■ TASK INSTRUCTIONS: Reproduce all of the records below line for line, without changing any character.

■ DATA PROVIDED:
☆ ☆ ☆ ☆ ☆

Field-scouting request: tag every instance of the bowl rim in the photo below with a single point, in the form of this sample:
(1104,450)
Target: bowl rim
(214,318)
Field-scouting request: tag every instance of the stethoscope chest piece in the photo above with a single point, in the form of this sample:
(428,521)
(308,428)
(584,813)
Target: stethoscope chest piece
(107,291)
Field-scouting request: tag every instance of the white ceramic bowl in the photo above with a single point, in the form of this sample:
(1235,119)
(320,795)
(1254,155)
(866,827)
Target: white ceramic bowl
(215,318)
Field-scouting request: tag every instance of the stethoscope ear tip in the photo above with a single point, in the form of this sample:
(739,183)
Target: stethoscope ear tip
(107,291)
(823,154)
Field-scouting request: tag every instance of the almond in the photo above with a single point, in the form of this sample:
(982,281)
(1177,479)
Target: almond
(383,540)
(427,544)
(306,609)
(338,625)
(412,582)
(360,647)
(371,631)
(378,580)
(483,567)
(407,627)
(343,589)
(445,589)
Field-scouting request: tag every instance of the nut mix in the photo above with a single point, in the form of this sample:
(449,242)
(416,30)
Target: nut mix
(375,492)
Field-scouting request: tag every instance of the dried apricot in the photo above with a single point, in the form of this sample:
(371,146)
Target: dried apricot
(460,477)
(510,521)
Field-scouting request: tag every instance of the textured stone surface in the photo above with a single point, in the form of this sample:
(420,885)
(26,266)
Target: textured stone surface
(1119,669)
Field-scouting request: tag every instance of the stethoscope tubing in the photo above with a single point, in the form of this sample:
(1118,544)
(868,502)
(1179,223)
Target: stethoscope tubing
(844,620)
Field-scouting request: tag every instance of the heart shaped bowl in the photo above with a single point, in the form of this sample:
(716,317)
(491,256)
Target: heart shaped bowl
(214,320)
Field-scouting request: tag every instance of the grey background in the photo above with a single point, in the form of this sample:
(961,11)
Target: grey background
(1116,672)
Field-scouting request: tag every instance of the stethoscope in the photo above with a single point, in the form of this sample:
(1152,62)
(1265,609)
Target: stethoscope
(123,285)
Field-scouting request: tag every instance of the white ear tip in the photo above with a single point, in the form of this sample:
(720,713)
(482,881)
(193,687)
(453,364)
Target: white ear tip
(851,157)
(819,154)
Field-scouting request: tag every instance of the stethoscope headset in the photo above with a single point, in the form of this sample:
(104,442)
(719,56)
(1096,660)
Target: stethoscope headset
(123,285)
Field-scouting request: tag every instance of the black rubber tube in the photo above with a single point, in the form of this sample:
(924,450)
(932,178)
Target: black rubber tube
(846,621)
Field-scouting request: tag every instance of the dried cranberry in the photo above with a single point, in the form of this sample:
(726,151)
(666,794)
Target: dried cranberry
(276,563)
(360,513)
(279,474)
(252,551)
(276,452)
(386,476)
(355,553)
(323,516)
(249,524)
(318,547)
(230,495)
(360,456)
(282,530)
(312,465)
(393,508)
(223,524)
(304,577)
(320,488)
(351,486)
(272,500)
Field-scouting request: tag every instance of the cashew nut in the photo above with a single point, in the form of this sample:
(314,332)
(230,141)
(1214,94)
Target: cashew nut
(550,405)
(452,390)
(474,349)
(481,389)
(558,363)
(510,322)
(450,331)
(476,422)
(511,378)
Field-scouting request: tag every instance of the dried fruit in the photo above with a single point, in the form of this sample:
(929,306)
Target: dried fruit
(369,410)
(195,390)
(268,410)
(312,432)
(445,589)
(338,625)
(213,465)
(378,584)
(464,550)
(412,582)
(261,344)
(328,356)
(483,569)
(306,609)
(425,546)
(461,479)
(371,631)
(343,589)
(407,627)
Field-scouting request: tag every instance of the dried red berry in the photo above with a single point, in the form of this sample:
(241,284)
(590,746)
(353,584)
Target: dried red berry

☆ ☆ ☆ ☆ ☆

■ ANSWER:
Field-scouting request: tag every instance of the bowl rim in the photo below with a single point, in the form of this sample:
(1104,450)
Target: bowl rim
(214,318)
Field-scouting request: tag every instance of the stethoscope chest piece in the photo above with a single point, in the form of this sample:
(428,521)
(308,428)
(584,813)
Target: stethoscope chest piece
(107,291)
Field-scouting request: tag every instance of the white ceramic bowl in the photo above with a single point, in the form of this sample:
(1235,119)
(320,795)
(1254,155)
(866,827)
Target: white ceramic bowl
(215,318)
Field-scouting request: tag every instance of the stethoscope ear tip in the photo above with a single point, in the form of this sample:
(739,183)
Target: stethoscope ear tip
(107,291)
(823,154)
Field-scouting request: tag every instance of the almond in the photo above with a single point, in the form of this sample:
(982,281)
(1177,479)
Target: almond
(383,540)
(427,544)
(306,609)
(338,625)
(412,582)
(360,647)
(371,631)
(378,580)
(483,567)
(407,627)
(343,589)
(445,589)
Field-scouting request: tag every instance of the nut mix in the photo above with a single point, in the form of this sample:
(449,242)
(416,30)
Target: nut mix
(375,492)
Field-scouting request: tag every instance of the dried apricot in the photo above with a single point, in the form of this sample:
(371,146)
Target: dried apricot
(460,477)
(510,521)
Field-scouting request: tag every instance of the textured stone surface in the photo above with a single point, in the form of this sample:
(420,885)
(26,266)
Target: textured stone surface
(1119,669)
Field-scouting request: tag every instance of the stethoscope tubing in the photo above with a single point, in the form of this sample:
(1118,544)
(868,502)
(1179,223)
Target: stethoscope tubing
(844,620)
Field-scouting request: tag every instance of the heart shaped bowl in the photo above with a single point, in the form of this sample:
(716,317)
(491,256)
Target: heart shaped bowl
(214,320)
Field-scouting request: tag every instance of the grey background in the photo above with a single point, in the form of this sample:
(961,11)
Target: grey background
(1116,672)
Field-scouting request: tag every instance of the stethoscope in the photo above with a single point, in the form of this sample:
(1152,62)
(1265,609)
Target: stethoscope
(123,285)
Field-scouting request: tag every instance of the white ear tip in the photo above with a single point, in the form of this sample:
(720,713)
(482,881)
(193,687)
(453,364)
Target: white ear tip
(851,157)
(819,154)
Field-scouting request: tag every instance of the stethoscope headset in the photo above with a single point, in the form of this sample:
(104,442)
(719,56)
(1096,660)
Target: stethoscope headset
(123,285)
Field-scouting request: tag every instance of the black rubber tube in the photo above with a single point, in the form of this sample:
(924,450)
(932,178)
Target: black rubber tube
(846,621)
Field-scouting request: tag every instance of the dried cranberry in the photo above with a single point, in the form of this sample:
(726,151)
(666,794)
Target: dried cranberry
(276,563)
(360,513)
(279,474)
(252,551)
(276,452)
(386,476)
(355,553)
(323,516)
(249,524)
(318,547)
(230,495)
(360,456)
(282,530)
(312,465)
(393,508)
(223,524)
(304,577)
(320,488)
(351,486)
(272,500)
Field-scouting request: tag every instance of the cashew nut in the photo above with a single point, in the form of this sample:
(314,332)
(230,141)
(1214,94)
Target: cashew nut
(550,405)
(452,390)
(474,349)
(481,389)
(558,363)
(510,322)
(450,331)
(476,422)
(511,378)
Field-scouting request: tag every instance of the dried fruit in the photo above with a single point, in the form of this sample:
(929,306)
Target: dried fruit
(369,410)
(195,390)
(268,410)
(312,432)
(445,589)
(338,625)
(213,465)
(378,584)
(464,550)
(412,582)
(261,344)
(328,356)
(483,569)
(306,609)
(425,546)
(461,479)
(371,631)
(343,589)
(407,627)
Field-scouting request: tag every instance of the dried red berry in the photo above with a single point, in the form of this sample:
(241,284)
(590,746)
(353,584)
Target: dried red berry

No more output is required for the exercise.